> _Brief 1_:
From the rows below, copy out unchanged the stretch from the line containing "Guideline: mark the distant" through the line containing "[[98, 340], [129, 332]]".

> _Passage to read_:
★ ★ ★ ★ ★

Author: larry
Date: Tue Jan 22 16:29:21 2008
New Revision: 14494

Modified:
   doc/trunk/design/syn/S03.pod

Log:
More tweaks, typos, clarification that "our" differs from in Perl 5


Modified: doc/trunk/design/syn/S03.pod
==============================================================================
--- doc/trunk/design/syn/S03.pod        (original)
+++ doc/trunk/design/syn/S03.pod        Tue Jan 22 16:29:21 2008
@@ -23,7 +23,7 @@
 =head1 Operator precedence
 
 Not counting terms and terminators, Perl 6 has 23 operator precedence
-levels (same as Perl 5, but differently arranged).  Here we list the
+levels (same as Perl 5, but differently arranged).  Here we list the
 levels from "tightest" to "loosest", along with a few examples of
 each level:
 
@@ -1348,7 +1348,7 @@
 
 =item *
 
-C<< infix:«p5=>» >>, the Perl 5 fatarrow
+C<< infix:«p5=>» >>, the Perl 5 fatarrow
 
 This operator, which behaves exactly like the Perl 5 fatarrow in being
 equivalent to a comma, is purely for easier migration from Perl 5
@@ -3580,14 +3580,15 @@
 
 Variable declarators such as C<my> now take a I<signature> as their
 argument.  (The syntax of function signatures is described more fully in S06.)

★ ★ ★ ★ ★

> _Task inputs_:
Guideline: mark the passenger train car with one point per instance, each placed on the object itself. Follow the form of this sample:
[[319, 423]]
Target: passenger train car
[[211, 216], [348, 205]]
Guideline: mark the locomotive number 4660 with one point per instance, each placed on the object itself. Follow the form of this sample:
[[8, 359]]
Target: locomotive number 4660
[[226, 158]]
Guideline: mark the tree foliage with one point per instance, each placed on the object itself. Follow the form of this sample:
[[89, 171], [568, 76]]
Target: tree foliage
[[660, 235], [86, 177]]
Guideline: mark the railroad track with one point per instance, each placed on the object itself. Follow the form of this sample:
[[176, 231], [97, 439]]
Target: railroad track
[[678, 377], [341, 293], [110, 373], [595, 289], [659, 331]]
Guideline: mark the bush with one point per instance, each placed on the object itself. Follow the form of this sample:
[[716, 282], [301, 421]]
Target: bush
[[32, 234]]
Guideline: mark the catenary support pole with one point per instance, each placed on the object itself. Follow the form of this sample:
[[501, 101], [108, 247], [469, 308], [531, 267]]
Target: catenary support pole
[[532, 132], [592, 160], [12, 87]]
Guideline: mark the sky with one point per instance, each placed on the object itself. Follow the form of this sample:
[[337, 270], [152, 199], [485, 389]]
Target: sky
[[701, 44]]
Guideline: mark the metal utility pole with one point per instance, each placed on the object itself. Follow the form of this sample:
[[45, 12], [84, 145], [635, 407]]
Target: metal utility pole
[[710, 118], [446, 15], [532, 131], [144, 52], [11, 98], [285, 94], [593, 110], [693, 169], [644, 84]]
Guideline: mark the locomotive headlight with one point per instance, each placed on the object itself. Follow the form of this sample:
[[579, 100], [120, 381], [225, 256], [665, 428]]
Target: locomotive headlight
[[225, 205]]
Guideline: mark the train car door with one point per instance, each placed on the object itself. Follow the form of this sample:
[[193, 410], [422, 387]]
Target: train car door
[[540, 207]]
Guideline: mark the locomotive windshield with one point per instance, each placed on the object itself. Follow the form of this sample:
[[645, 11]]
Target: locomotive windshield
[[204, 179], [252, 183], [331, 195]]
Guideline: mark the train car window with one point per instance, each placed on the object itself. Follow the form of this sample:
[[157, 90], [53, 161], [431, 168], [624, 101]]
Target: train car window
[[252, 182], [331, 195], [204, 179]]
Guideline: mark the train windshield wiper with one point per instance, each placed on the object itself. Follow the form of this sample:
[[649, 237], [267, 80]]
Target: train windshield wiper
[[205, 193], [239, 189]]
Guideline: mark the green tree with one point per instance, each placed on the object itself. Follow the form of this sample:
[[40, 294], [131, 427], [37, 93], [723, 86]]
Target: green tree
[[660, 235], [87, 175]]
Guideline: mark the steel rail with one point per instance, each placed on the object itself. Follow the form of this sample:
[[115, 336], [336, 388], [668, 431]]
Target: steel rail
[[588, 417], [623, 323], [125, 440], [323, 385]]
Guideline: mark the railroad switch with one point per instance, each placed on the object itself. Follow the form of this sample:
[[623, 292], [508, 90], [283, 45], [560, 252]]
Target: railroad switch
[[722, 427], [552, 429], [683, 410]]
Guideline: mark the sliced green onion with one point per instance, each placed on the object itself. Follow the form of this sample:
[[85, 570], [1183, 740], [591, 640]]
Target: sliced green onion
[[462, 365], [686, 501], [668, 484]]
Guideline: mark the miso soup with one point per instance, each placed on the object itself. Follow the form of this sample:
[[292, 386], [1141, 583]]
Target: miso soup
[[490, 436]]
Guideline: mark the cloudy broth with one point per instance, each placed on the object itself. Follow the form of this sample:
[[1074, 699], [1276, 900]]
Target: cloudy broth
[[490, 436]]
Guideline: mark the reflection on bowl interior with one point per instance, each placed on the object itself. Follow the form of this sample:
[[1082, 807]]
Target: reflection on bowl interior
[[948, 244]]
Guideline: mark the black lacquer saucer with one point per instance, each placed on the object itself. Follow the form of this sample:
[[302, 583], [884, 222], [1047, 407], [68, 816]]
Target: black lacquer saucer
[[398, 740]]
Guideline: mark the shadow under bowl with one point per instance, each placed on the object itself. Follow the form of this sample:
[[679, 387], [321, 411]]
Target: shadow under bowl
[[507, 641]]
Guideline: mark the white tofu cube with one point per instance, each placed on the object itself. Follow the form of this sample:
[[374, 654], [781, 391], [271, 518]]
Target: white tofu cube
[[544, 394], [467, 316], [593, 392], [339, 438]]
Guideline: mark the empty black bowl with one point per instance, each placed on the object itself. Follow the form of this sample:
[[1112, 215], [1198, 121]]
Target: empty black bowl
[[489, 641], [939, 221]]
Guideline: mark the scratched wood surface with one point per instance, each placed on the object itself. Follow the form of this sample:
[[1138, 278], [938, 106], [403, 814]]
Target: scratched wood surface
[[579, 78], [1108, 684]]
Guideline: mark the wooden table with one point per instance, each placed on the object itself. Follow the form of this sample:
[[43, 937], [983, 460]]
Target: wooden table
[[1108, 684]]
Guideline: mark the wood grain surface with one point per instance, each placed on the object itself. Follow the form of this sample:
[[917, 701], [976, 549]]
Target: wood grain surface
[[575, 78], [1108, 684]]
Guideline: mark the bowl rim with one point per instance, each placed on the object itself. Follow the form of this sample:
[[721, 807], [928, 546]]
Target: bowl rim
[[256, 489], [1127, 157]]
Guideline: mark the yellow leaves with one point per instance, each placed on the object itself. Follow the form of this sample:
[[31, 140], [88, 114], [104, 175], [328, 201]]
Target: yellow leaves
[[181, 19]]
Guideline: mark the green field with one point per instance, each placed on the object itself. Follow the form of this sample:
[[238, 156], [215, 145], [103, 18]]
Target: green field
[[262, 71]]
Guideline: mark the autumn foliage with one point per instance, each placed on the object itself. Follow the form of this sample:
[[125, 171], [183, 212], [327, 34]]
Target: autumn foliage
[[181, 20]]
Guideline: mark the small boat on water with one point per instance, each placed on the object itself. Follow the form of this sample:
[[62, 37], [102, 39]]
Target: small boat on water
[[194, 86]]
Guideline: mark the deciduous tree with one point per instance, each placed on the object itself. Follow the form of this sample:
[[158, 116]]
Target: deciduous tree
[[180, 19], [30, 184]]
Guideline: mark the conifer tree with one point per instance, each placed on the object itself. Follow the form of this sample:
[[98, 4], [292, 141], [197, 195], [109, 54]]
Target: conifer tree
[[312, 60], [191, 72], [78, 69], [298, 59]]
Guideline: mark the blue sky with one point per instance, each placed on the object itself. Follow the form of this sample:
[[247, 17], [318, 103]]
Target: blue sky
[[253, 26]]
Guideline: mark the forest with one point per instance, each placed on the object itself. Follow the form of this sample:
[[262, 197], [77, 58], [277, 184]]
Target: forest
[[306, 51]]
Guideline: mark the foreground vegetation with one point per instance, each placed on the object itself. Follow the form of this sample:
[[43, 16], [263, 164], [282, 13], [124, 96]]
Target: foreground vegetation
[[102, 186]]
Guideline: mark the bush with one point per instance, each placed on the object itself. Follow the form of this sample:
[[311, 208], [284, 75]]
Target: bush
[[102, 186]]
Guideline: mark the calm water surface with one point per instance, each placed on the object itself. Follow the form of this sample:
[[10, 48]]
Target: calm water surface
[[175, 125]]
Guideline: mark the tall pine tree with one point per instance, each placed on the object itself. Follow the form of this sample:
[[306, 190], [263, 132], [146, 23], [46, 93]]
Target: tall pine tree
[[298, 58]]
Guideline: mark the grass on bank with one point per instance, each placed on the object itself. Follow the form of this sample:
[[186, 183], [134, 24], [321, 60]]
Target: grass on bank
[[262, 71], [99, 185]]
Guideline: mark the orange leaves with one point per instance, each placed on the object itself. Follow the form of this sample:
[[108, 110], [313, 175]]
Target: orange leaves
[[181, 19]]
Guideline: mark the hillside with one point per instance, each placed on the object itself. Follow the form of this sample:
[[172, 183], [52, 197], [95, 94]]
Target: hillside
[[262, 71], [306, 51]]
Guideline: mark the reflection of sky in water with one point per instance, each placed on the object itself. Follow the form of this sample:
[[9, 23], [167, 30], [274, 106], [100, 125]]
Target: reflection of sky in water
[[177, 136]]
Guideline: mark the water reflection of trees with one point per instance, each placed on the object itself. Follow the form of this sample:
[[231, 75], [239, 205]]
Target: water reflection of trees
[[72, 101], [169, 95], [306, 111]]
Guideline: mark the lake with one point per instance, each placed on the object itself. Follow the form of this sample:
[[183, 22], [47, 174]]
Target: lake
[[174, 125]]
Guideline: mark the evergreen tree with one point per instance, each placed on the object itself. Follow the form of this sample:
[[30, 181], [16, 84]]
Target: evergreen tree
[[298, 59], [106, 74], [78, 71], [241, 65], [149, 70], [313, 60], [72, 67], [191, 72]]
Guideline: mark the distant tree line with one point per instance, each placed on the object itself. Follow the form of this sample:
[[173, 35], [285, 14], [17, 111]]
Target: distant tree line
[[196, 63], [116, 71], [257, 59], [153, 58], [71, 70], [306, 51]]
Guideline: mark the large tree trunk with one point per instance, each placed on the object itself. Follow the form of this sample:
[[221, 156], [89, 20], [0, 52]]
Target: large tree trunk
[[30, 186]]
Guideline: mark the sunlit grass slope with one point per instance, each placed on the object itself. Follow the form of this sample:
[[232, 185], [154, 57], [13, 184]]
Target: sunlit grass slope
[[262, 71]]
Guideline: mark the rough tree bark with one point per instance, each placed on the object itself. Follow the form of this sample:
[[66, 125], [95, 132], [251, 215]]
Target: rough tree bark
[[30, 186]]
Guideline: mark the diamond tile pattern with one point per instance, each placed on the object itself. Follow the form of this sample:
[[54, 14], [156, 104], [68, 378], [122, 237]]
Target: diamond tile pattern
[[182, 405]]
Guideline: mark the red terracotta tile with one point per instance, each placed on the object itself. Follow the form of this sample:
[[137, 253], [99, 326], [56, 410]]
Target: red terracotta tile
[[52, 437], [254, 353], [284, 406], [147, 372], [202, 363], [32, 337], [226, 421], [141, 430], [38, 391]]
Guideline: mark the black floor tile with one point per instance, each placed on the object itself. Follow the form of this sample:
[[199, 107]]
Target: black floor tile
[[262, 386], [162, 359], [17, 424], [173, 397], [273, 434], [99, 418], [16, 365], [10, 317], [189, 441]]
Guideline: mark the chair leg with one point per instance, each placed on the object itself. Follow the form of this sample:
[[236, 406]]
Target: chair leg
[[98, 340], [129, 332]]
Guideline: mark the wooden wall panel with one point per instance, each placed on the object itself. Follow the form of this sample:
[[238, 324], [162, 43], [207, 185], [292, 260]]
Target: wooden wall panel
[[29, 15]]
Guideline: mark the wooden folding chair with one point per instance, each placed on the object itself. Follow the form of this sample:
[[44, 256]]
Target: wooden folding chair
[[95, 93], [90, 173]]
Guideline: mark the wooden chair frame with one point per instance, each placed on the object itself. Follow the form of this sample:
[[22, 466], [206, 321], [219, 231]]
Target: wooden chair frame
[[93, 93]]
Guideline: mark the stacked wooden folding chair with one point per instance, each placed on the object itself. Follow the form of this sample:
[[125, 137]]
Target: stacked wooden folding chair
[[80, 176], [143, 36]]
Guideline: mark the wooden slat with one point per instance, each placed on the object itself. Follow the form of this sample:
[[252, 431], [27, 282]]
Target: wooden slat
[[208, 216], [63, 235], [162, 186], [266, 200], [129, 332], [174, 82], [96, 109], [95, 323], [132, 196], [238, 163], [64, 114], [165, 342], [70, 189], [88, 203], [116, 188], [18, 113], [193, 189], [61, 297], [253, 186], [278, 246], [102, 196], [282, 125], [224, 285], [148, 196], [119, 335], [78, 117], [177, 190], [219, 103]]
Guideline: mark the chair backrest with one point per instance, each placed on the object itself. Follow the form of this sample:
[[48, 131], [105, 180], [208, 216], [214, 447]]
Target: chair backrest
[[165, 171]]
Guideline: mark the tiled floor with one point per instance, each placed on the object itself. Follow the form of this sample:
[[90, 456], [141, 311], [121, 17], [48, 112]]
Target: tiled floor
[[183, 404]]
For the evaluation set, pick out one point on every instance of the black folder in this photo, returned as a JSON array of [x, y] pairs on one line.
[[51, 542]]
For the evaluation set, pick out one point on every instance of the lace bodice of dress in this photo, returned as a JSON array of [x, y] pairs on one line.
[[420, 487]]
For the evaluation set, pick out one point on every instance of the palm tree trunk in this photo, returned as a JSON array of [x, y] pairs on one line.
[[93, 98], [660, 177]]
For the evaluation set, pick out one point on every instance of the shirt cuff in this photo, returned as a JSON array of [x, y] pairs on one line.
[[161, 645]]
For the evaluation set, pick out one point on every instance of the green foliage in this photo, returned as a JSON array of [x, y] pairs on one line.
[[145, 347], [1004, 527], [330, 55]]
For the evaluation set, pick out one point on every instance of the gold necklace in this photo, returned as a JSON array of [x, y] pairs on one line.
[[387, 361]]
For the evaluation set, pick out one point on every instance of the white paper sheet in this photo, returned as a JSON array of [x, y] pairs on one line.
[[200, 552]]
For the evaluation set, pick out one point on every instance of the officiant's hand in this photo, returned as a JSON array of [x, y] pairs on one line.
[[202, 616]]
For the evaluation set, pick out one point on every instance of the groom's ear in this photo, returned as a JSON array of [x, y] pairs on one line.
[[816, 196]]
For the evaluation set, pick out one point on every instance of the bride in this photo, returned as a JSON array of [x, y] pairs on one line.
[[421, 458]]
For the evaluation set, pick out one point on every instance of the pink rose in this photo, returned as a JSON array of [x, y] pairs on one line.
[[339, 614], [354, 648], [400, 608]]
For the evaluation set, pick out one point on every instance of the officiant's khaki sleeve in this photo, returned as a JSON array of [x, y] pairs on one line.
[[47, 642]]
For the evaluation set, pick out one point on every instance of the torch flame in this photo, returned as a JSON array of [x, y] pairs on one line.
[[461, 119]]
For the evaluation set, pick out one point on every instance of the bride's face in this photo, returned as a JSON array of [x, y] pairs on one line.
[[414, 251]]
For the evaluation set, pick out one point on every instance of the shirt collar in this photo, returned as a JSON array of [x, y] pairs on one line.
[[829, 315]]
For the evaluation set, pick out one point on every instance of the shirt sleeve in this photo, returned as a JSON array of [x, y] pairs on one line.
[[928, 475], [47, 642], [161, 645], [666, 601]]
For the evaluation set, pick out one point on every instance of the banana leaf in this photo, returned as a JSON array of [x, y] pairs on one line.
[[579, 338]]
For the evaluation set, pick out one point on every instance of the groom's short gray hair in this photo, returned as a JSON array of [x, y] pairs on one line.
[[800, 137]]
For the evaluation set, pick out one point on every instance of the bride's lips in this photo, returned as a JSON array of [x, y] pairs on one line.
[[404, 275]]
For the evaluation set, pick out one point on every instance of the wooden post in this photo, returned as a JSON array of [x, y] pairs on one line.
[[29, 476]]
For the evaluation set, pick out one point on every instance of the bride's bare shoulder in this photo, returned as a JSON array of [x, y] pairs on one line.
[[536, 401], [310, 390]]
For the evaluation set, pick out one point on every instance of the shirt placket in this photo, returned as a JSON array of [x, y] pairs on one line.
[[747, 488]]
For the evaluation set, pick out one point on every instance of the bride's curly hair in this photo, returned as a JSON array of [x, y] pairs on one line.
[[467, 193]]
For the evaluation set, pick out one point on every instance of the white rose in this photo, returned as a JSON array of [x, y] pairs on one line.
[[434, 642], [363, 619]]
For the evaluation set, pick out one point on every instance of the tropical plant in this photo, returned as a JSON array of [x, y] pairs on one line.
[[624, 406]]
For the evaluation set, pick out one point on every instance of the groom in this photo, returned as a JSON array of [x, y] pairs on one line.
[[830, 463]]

★ ★ ★ ★ ★

> _Brief 2_:
In the commit log, how many operator precedence levels does Perl 6 have if terms and terminators are not counted?

> _Complete answer 1_:
Guideline: mark the distant tree line with one point per instance, each placed on the object itself. Follow the form of this sample:
[[173, 35], [285, 14], [17, 111]]
Target: distant tree line
[[196, 63], [116, 71], [257, 59], [153, 58], [71, 70], [306, 51]]
Guideline: mark the large tree trunk with one point per instance, each placed on the object itself. Follow the form of this sample:
[[221, 156], [89, 20], [0, 52]]
Target: large tree trunk
[[30, 186]]
Guideline: mark the sunlit grass slope with one point per instance, each placed on the object itself. Follow the form of this sample:
[[232, 185], [154, 57], [13, 184]]
Target: sunlit grass slope
[[262, 71]]
Guideline: mark the rough tree bark with one point per instance, each placed on the object itself. Follow the form of this sample:
[[66, 125], [95, 132], [251, 215]]
Target: rough tree bark
[[30, 186]]
Guideline: mark the diamond tile pattern with one point per instance, each placed on the object itself. Follow the form of this sample:
[[54, 14], [156, 104], [68, 378], [122, 237]]
Target: diamond tile pattern
[[182, 405]]
Guideline: mark the red terracotta tile with one point per instance, each placed on the object itself. Follow the form of this sample:
[[137, 253], [99, 326], [56, 410]]
Target: red terracotta tile
[[52, 437], [254, 353], [284, 406], [147, 372], [202, 363], [32, 337], [226, 421], [141, 430], [38, 391]]
Guideline: mark the black floor tile with one point per instance, each placed on the object itself. Follow the form of this sample:
[[199, 107]]
Target: black floor tile
[[262, 386], [162, 359], [17, 424], [173, 397], [273, 434], [99, 418], [16, 365], [10, 317], [189, 441]]
Guideline: mark the chair leg with one point per instance, each placed on the object itself. Follow the form of this sample:
[[236, 406]]
Target: chair leg
[[98, 340], [129, 332]]

> _Complete answer 2_:
23